**Task**
Locate each line in the items below that contains the word "human" and copy those lines out.

**Working data**
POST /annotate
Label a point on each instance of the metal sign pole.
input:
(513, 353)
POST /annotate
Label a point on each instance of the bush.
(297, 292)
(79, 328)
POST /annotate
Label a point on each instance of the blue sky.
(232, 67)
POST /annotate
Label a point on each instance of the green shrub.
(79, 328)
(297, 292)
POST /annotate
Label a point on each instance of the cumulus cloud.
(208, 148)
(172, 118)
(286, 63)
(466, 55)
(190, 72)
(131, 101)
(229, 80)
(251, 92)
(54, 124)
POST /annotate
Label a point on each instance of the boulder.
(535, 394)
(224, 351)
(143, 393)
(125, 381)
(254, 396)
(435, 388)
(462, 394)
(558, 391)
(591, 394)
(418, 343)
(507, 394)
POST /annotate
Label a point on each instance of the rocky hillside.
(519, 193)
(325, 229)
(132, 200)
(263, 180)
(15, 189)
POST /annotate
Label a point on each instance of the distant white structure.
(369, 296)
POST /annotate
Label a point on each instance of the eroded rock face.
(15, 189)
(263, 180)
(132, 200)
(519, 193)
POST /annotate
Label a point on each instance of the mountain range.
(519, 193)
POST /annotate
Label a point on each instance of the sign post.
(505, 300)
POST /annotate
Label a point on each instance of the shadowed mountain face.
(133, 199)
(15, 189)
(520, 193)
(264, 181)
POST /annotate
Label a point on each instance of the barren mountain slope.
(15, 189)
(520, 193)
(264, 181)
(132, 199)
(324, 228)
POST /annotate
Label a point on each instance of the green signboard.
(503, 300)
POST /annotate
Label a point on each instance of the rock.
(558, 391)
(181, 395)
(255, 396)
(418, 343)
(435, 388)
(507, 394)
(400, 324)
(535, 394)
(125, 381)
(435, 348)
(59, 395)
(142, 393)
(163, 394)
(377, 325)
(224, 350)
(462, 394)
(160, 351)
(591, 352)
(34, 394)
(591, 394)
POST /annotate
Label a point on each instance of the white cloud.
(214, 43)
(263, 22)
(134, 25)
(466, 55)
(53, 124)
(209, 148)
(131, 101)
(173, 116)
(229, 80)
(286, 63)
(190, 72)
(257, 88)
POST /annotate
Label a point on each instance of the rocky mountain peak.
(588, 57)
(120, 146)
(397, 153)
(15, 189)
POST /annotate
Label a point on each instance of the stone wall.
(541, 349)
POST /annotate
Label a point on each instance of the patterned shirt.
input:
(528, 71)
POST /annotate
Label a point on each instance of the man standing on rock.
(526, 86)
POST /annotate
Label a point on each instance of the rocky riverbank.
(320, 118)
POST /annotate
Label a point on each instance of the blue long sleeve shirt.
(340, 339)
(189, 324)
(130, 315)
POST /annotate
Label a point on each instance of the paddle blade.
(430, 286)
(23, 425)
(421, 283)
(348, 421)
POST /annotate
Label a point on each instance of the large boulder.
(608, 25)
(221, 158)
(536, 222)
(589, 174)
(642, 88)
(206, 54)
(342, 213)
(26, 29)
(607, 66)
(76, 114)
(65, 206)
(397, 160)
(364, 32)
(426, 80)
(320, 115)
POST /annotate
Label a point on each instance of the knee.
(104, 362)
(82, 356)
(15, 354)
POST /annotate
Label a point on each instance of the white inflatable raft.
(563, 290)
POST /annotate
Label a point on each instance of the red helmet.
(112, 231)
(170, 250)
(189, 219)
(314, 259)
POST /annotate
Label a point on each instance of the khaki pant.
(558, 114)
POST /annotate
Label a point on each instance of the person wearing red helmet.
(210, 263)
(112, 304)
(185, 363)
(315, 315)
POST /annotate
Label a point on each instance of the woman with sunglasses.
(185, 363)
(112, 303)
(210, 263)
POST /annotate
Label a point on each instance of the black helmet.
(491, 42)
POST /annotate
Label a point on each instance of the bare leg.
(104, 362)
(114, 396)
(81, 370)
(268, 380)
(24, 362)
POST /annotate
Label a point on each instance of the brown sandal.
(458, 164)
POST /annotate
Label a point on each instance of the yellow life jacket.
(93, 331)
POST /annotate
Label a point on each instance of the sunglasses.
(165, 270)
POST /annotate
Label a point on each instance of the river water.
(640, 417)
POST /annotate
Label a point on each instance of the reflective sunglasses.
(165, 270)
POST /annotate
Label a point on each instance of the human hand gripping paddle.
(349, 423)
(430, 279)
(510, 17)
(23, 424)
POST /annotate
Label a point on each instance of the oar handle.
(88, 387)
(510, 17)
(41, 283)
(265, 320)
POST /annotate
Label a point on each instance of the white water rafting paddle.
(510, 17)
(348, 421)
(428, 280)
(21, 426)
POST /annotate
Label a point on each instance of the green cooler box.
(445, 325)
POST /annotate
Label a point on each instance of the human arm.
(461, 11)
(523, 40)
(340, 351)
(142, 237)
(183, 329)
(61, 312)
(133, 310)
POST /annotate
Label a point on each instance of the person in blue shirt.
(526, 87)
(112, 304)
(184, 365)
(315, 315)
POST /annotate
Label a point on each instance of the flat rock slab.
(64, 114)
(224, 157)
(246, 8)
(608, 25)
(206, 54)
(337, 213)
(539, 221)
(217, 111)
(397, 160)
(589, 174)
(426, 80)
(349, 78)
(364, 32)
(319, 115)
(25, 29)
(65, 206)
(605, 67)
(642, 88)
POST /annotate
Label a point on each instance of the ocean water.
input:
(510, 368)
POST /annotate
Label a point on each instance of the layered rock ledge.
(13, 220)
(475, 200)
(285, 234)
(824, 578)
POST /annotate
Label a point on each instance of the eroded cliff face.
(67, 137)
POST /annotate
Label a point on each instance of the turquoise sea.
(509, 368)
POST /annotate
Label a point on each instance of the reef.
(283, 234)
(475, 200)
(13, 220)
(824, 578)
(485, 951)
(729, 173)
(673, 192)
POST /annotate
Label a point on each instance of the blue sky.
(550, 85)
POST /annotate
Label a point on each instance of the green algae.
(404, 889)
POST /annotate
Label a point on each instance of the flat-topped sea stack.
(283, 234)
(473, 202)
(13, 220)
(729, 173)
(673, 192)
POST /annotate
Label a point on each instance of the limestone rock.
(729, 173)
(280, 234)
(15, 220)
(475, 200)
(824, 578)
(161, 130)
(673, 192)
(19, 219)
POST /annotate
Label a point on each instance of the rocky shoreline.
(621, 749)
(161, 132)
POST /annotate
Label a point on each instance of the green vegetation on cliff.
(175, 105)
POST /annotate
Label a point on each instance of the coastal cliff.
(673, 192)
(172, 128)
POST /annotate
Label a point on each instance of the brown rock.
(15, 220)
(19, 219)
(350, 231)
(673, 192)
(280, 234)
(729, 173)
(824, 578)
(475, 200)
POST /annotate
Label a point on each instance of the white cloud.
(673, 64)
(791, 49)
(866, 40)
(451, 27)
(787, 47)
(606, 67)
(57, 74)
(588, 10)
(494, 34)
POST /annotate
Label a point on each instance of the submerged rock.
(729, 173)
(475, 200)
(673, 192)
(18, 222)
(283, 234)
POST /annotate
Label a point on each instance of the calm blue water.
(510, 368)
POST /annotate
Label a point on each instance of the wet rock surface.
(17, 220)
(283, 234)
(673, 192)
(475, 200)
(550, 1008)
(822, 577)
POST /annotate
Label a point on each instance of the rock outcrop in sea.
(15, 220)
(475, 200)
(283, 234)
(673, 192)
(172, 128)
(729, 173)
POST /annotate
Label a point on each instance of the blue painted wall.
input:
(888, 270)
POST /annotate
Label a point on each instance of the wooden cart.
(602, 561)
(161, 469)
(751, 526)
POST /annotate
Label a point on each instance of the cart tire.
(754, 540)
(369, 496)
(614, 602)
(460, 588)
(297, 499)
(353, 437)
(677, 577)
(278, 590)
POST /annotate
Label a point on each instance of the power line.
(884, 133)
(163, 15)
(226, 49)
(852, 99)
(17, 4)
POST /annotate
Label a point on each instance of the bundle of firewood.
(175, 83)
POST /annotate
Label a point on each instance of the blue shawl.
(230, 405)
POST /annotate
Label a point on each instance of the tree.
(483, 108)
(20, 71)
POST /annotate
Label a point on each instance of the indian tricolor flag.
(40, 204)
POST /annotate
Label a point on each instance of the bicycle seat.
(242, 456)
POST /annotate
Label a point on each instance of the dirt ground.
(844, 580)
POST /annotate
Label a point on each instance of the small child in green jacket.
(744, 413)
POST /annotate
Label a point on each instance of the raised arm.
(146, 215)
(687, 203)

**Result for this task**
Label a point on each instance of the human hand gripping paddle.
Label a point on each instance of the human arm.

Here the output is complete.